Twitter is changing, but is it evolving? Here’s more
By granting select journalists access to some of the company’s internal communications known as “The Twitter Files,” the social media platform’s new owner, Elon Musk, has been attempting to demonstrate that members of the previous leadership team are responsible for the purported suppression of right-wing voices. This week, Musk dissolved the Trust and Safety Council, a significant advisory body made up of several independent civil rights, human rights, and other groups. To solve the problem, the firm established the council in 2016.
What do the recent changes entail for the daily content that appears in your feed? One thing the actions indicate is that Musk wants to change how Twitter is seen by the US political right. He is not proposing unrestricted free expression, but rather a change in the messages that are magnified or obscured.

☆ ☆ ☆ ☆ ☆

◆ Brief A
Summarize the passage on Twitter's recent changes in two sentences.
◆ Brief B
Write what follows next in the passage on Twitter's recent changes, picking up after its final sentence.

◆ Stored records
☆ ☆ ☆ ☆ ☆

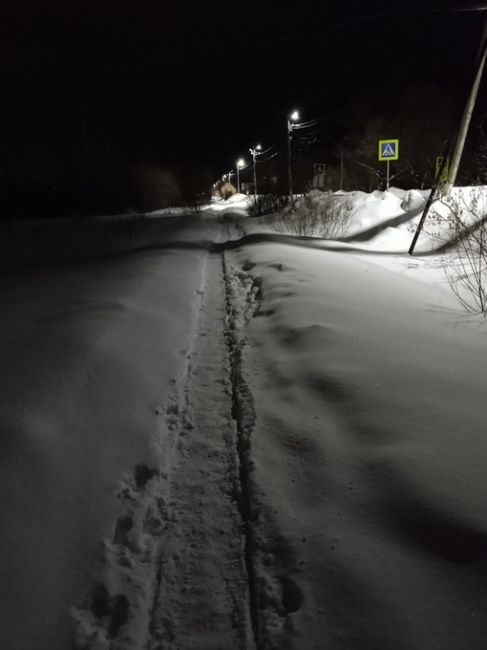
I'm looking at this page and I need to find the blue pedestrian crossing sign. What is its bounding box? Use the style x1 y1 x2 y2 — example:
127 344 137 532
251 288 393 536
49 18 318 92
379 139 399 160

☆ ☆ ☆ ☆ ☆

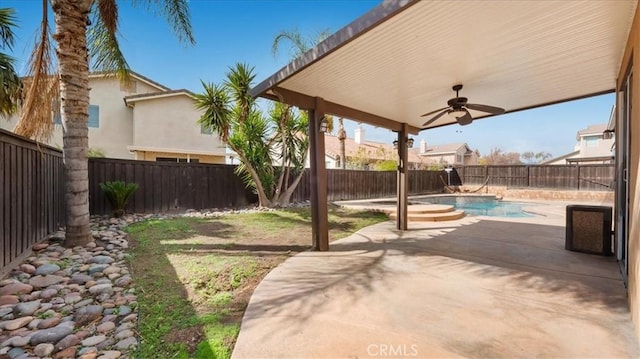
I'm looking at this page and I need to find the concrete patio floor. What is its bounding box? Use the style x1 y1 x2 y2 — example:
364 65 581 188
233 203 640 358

☆ ☆ ☆ ☆ ☆

◆ Right answer A
Elon Musk, Twitter's new owner, has been giving select journalists access to internal communications known as "The Twitter Files" to try to show that the previous leadership was responsible for the purported suppression of right-wing voices, and this week he dissolved the Trust and Safety Council, an advisory body of independent groups that the firm established in 2016. These actions indicate that Musk wants to change how the US political right sees Twitter, proposing not unrestricted free expression but a change in which messages are magnified or obscured.

◆ Right answer B
About Twitter files
Late in October, Musk paid $44 billion to acquire Twitter. Since then, he has collaborated with a group of carefully chosen writers, including former Rolling Stone writer Matt Taibbi and columnist Bari Weiss. They started tweeting earlier this month about measures that Twitter had previously taken against accounts that they believed had broken its content policies. They’ve added images of emails and message board posts that show internal Twitter discussions concerning those choices.
In 2018, Twitter announced a new strategy to lessen the impact of disruptive users, or trolls, by reading “behavioural signals” that typically indicate when users are more interested in blowing up conversations than in contributing. This came after then-CEO Jack Dorsey said Twitter would focus on the “health” of conversations on the platform. Twitter has long claimed that it uses a process internally referred to as “visibility filtering” to limit the reach of some accounts that may break its policies but do not merit suspension. However, it denied claims that it “shadowbanned” conservative beliefs covertly.
Musk, who refers to himself as a “free-speech absolutist,” has stated that he wants to allow all legally permitted content on Twitter but that he also wants to lower abusive and negative postings. Musk’s desire for “freedom of expression, not freedom of reach” raises the possibility that Twitter would keep harmful information online without promoting or amplifying it to other users, as opposed to eliminating it. Musk, though, frequently seems to be the deciding factor as to what crosses the line after Twitter pulled away the majority of its policy-making executives and outside experts.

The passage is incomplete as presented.